(Rijen uit een dataset voor aanwijzen)
········
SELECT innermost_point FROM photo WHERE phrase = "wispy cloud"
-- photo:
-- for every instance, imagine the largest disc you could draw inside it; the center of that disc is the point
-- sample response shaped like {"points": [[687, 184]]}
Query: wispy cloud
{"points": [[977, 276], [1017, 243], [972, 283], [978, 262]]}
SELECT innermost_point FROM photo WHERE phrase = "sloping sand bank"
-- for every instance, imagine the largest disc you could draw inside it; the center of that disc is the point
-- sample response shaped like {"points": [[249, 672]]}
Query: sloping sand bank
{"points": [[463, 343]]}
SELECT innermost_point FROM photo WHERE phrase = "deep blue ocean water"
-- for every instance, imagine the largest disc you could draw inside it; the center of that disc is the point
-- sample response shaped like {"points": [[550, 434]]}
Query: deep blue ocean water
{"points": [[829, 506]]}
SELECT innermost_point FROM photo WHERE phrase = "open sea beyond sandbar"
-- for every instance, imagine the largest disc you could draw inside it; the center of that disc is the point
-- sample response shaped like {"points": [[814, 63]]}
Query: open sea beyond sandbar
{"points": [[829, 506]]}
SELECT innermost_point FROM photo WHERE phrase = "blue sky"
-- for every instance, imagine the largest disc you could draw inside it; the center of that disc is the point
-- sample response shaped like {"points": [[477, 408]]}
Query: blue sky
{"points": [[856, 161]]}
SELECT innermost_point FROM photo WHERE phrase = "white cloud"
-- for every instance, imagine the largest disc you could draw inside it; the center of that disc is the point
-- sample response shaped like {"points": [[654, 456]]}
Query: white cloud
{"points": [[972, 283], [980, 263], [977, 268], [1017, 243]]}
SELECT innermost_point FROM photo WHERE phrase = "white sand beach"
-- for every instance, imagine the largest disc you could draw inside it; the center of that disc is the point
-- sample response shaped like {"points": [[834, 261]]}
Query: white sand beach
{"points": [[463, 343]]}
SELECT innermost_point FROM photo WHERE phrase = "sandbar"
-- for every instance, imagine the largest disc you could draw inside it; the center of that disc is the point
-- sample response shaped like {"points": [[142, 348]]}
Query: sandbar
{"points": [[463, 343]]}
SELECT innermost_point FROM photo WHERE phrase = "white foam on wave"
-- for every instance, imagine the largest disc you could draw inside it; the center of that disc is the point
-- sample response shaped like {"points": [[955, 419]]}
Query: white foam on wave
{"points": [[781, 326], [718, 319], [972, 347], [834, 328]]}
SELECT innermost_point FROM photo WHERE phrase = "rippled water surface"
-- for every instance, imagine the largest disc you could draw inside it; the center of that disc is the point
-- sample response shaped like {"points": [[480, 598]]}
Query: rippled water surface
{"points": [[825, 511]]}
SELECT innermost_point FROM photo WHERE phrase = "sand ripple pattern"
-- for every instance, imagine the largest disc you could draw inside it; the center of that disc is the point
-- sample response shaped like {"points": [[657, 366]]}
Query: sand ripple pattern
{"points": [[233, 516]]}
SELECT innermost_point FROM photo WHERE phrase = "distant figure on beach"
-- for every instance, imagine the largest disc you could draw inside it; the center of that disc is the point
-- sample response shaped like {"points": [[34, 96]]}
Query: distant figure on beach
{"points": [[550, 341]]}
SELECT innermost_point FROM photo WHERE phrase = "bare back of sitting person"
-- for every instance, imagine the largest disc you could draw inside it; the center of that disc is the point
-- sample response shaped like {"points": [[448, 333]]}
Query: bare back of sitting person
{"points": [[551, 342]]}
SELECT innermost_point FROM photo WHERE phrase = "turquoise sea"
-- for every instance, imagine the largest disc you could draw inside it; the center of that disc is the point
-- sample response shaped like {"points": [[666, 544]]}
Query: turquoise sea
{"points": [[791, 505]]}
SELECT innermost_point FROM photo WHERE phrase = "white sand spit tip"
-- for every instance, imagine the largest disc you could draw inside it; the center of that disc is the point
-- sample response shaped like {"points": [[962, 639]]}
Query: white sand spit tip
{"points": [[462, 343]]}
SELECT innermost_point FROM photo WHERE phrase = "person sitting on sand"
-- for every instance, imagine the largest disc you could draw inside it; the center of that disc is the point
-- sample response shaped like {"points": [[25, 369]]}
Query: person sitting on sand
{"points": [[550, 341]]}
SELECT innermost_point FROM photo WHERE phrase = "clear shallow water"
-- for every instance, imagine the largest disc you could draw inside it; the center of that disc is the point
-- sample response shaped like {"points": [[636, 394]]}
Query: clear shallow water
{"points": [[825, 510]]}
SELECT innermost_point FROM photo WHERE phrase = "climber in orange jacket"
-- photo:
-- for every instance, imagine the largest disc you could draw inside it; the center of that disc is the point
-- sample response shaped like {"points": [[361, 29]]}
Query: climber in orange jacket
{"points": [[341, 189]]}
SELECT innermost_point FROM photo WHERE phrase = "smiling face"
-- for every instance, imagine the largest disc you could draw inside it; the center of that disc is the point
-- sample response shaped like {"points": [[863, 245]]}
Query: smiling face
········
Zoek in de bovenstaande lijst alle regels waarin het woord "deep" voorkomt en neem elk daarvan over.

SELECT innermost_point FROM photo WHERE phrase = "deep blue ocean water"
Query: deep blue ocean water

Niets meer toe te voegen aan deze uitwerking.